● Work task
Only lines with the word "hinge" belong in the answer; copy them from the records below.

● Dataset excerpts
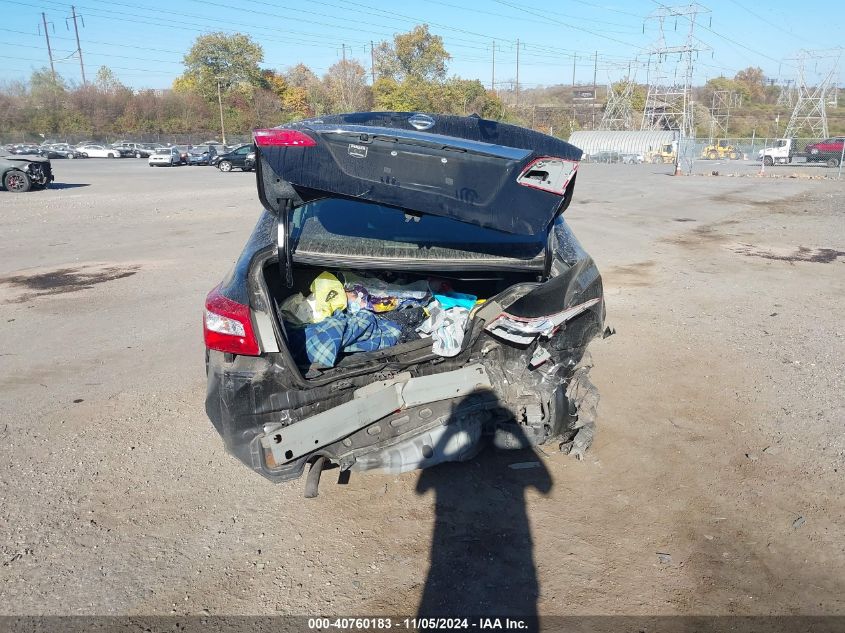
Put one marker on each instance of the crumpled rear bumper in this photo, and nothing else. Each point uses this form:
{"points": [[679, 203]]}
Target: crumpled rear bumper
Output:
{"points": [[395, 425]]}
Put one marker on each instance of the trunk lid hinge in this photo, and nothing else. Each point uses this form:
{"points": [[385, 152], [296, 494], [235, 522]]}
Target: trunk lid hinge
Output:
{"points": [[283, 243]]}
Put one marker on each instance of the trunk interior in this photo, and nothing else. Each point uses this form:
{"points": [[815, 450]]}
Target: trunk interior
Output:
{"points": [[482, 285]]}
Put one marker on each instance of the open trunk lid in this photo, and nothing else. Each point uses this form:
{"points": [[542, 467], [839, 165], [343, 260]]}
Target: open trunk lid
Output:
{"points": [[469, 169]]}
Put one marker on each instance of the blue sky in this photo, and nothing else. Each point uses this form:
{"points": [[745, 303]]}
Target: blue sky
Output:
{"points": [[143, 42]]}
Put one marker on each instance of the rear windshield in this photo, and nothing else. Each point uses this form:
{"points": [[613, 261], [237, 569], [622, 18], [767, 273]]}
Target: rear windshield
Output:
{"points": [[352, 228]]}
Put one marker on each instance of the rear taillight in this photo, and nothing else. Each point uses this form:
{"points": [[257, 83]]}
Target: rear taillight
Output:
{"points": [[277, 137], [549, 174], [227, 326]]}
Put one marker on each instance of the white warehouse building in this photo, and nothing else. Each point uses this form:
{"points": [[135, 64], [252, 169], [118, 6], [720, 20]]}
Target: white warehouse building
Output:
{"points": [[592, 142]]}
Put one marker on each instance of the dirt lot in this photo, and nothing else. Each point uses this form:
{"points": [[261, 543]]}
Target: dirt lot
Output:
{"points": [[714, 486]]}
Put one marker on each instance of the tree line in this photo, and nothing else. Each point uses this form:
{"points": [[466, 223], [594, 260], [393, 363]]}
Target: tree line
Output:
{"points": [[409, 73], [226, 70]]}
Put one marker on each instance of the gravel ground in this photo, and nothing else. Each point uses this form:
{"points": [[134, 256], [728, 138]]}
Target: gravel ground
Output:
{"points": [[714, 485]]}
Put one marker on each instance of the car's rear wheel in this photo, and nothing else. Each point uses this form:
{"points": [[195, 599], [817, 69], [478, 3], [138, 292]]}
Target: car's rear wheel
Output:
{"points": [[17, 181]]}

● Expected answer
Put one marker on each instance of the trunk lid hinge in this photo, and nothing else. Each point uses this form:
Target: trunk lid hinge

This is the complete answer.